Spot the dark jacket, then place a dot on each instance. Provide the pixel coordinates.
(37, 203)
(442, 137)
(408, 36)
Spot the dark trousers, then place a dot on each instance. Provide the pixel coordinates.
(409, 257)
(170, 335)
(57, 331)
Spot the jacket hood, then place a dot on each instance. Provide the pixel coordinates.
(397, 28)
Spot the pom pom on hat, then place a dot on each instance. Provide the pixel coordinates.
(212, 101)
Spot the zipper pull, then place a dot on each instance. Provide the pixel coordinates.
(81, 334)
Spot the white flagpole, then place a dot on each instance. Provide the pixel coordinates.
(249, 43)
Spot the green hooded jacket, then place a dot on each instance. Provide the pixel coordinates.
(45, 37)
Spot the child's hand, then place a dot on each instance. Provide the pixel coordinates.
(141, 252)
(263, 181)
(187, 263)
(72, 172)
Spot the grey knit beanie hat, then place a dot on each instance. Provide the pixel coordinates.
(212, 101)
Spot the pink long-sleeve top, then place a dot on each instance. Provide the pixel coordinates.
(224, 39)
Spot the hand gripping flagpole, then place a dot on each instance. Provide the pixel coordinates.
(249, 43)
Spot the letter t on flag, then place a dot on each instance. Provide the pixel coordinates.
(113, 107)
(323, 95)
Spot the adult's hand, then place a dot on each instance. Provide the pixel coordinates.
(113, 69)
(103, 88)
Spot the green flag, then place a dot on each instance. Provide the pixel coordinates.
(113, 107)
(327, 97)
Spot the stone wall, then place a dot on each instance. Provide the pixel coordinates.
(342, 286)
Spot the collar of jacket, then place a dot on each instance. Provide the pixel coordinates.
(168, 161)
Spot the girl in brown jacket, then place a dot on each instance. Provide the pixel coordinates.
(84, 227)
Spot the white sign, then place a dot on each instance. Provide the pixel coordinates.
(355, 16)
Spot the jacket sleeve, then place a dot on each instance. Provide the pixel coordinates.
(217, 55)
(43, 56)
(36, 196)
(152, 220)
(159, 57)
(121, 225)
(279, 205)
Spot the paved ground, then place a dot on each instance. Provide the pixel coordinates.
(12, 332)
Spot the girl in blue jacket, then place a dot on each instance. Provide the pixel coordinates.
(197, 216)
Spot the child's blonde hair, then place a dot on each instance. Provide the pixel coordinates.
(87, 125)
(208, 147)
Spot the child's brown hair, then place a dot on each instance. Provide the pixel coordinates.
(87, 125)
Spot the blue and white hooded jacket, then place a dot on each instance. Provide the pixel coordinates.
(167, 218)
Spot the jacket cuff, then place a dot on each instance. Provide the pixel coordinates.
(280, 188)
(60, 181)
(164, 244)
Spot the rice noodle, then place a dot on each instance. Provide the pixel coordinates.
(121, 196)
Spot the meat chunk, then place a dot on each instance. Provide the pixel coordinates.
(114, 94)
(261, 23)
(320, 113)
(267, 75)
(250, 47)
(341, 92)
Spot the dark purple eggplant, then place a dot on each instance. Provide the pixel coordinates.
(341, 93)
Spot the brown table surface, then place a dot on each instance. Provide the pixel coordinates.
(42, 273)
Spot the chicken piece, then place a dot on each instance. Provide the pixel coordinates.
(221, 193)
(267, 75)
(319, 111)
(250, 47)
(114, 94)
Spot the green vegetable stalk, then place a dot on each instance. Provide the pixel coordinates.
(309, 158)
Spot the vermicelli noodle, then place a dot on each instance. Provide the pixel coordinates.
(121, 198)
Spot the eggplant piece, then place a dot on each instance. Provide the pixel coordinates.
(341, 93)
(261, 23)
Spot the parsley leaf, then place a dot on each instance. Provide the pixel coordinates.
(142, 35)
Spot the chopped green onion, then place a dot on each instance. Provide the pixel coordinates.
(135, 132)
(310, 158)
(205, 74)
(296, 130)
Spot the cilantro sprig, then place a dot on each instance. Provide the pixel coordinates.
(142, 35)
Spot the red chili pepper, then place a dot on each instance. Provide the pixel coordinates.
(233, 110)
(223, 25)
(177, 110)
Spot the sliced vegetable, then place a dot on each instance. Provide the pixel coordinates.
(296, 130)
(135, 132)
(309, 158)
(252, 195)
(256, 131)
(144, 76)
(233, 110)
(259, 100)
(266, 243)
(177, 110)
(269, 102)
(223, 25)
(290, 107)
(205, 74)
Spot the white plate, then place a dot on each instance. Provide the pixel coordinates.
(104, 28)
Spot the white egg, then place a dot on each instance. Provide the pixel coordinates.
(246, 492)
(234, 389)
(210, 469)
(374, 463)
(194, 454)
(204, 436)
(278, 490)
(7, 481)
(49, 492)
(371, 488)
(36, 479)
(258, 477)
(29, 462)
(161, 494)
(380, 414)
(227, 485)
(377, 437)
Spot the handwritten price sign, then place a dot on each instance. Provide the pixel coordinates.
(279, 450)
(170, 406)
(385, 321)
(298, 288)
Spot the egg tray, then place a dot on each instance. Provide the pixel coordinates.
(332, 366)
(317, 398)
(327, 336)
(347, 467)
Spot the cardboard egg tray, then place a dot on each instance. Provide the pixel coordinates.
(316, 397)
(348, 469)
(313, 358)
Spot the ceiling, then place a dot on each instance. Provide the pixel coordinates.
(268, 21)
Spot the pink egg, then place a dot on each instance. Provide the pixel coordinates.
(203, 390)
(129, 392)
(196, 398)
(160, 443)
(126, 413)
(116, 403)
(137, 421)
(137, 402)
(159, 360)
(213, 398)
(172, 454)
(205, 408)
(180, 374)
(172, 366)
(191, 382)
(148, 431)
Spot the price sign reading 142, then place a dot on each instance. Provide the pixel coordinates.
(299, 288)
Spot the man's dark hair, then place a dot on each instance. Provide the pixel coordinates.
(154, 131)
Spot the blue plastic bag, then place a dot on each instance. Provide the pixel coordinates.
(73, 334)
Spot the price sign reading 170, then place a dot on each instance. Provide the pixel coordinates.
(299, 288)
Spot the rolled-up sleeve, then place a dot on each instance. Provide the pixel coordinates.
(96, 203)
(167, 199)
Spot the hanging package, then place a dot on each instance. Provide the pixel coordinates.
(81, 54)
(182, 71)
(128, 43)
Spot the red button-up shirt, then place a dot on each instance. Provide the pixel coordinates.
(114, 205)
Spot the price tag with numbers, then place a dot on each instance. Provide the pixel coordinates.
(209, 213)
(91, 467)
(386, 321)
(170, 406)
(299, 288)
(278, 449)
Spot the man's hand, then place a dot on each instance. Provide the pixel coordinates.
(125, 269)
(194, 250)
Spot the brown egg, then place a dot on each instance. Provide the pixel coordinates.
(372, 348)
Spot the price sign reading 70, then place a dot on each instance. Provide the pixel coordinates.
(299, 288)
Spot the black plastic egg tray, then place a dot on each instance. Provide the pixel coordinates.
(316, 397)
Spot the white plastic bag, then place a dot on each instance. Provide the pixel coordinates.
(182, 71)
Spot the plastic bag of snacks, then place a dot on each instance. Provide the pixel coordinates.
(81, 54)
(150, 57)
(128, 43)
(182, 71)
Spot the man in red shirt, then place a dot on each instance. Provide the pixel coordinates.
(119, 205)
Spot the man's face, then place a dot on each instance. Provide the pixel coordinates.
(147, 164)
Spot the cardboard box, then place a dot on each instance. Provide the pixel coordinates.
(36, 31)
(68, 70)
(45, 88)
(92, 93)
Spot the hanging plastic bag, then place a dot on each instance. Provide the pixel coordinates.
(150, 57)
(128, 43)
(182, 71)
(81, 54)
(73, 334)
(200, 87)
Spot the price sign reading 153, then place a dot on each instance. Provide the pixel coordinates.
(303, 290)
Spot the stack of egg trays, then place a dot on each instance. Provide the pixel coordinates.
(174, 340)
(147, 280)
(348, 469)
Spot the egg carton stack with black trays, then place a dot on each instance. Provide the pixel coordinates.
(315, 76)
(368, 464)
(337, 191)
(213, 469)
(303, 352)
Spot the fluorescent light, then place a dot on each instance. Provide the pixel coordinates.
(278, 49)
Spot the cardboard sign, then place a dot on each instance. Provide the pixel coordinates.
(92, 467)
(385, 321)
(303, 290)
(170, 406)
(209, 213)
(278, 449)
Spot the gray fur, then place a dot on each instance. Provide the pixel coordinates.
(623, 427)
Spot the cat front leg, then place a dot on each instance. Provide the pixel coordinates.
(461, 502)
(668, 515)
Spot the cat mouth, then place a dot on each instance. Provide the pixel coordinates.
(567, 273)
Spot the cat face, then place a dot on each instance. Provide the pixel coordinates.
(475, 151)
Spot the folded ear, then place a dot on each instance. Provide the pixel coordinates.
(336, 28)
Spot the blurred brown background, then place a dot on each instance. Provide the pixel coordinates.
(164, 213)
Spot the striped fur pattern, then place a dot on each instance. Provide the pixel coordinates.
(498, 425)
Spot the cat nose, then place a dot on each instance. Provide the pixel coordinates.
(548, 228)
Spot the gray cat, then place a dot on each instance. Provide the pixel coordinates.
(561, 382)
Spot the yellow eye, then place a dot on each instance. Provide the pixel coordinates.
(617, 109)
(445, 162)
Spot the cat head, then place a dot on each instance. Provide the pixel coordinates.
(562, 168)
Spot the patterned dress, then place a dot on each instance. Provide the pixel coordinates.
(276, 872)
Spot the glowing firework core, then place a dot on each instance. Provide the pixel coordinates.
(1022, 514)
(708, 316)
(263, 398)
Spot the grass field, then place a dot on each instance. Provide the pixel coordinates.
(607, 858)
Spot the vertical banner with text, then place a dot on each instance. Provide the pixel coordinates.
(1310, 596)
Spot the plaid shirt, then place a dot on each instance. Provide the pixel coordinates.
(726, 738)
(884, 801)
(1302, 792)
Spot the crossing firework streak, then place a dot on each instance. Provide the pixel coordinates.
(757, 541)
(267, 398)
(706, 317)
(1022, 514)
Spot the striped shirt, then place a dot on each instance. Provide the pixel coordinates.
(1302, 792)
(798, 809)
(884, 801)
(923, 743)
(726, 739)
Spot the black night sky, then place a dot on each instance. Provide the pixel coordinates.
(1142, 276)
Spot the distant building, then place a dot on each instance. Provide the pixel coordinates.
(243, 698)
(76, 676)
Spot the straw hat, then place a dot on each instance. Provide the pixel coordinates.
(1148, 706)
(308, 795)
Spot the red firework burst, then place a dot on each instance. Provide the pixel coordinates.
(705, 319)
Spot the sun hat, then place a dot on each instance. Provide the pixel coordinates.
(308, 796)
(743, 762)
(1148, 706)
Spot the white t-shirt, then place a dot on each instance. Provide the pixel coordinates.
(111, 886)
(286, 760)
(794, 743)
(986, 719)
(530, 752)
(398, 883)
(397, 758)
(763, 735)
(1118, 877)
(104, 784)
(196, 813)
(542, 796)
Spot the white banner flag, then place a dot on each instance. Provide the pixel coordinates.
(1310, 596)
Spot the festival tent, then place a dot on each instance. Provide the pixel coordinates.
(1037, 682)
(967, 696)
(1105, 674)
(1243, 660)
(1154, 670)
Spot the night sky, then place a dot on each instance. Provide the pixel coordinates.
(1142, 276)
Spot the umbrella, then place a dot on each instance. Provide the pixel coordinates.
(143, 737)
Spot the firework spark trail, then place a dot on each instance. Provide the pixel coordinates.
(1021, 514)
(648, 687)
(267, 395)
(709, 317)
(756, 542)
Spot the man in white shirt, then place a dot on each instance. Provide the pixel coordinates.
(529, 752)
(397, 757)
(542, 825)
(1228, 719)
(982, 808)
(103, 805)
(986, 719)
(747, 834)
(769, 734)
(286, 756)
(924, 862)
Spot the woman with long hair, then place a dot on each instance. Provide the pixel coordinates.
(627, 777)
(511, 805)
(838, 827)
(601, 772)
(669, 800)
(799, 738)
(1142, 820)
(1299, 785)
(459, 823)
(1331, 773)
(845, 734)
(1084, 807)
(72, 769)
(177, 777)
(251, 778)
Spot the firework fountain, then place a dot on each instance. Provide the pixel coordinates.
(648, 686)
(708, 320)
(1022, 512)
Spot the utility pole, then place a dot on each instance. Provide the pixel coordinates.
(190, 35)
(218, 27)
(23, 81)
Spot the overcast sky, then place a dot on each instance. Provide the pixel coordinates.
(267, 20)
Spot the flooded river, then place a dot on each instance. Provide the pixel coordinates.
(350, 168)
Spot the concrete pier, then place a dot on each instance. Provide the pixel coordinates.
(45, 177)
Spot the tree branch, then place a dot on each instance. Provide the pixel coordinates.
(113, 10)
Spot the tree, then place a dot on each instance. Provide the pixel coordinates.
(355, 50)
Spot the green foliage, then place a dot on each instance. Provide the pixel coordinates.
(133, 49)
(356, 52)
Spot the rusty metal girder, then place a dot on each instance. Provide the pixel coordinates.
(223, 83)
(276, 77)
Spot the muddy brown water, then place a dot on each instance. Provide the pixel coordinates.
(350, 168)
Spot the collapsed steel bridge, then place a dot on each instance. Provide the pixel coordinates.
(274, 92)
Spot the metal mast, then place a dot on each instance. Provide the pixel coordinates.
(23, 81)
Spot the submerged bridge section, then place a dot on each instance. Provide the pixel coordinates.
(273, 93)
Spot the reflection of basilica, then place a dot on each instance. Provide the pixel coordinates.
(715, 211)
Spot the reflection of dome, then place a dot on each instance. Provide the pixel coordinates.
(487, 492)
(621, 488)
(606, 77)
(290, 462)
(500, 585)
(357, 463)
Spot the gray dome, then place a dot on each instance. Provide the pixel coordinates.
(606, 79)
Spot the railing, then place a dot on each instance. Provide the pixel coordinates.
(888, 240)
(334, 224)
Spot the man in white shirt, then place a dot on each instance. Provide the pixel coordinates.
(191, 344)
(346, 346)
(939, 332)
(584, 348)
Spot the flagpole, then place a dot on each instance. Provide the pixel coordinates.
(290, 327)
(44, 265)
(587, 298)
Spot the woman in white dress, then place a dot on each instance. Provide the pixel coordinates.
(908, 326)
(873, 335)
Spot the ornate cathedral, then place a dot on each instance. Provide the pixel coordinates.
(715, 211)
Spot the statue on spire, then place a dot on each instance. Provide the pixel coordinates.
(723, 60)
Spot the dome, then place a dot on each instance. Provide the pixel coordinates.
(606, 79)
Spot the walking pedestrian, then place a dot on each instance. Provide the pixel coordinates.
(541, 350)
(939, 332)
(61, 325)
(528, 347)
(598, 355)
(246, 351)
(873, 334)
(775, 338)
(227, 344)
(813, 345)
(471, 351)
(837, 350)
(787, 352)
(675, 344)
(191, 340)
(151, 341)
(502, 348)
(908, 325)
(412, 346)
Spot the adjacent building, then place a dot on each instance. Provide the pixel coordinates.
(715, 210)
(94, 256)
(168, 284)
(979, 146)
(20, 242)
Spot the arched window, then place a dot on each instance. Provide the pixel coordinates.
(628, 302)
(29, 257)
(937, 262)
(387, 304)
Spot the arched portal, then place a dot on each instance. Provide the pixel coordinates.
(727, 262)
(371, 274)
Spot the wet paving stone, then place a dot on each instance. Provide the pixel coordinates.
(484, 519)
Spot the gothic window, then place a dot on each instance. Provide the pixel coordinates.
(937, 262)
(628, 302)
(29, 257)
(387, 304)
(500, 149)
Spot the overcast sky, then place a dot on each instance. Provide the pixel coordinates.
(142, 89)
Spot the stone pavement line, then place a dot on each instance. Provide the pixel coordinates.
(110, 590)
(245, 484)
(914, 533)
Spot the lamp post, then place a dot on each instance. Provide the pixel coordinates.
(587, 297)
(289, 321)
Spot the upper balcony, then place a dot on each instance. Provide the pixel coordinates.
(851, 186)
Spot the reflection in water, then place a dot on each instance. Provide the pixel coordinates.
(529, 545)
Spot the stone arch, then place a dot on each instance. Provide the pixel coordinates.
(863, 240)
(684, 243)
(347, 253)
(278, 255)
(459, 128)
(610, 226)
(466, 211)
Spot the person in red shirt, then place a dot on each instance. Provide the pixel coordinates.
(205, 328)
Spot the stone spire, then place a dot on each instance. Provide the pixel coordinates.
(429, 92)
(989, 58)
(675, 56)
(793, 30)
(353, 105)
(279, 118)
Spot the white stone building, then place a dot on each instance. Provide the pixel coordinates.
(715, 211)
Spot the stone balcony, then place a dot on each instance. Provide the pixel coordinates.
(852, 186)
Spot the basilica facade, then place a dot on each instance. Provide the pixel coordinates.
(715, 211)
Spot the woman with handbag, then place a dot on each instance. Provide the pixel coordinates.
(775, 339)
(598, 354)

--------------------

__Task goal__
Starting at the line that contains "Spot the person", write out every line through the last one in the data above, exactly as it stands.

__Expected answer__
Spot the person in red shirt, then place a dot on each instance. Provide the pixel coordinates.
(205, 328)
Spot the stone spire, then place a dot on each instance. Provide the pixel coordinates.
(429, 92)
(989, 58)
(675, 56)
(793, 30)
(353, 105)
(279, 118)
Spot the white stone building, then place a dot on each instance. Provide the pixel coordinates.
(715, 211)
Spot the stone balcony, then place a dot on each instance. Provide the pixel coordinates.
(852, 186)
Spot the basilica facade, then place a dot on each instance. Provide the pixel coordinates.
(715, 211)
Spot the woman with handbag, then place a dot on each instance. Provide the pixel coordinates.
(775, 339)
(598, 354)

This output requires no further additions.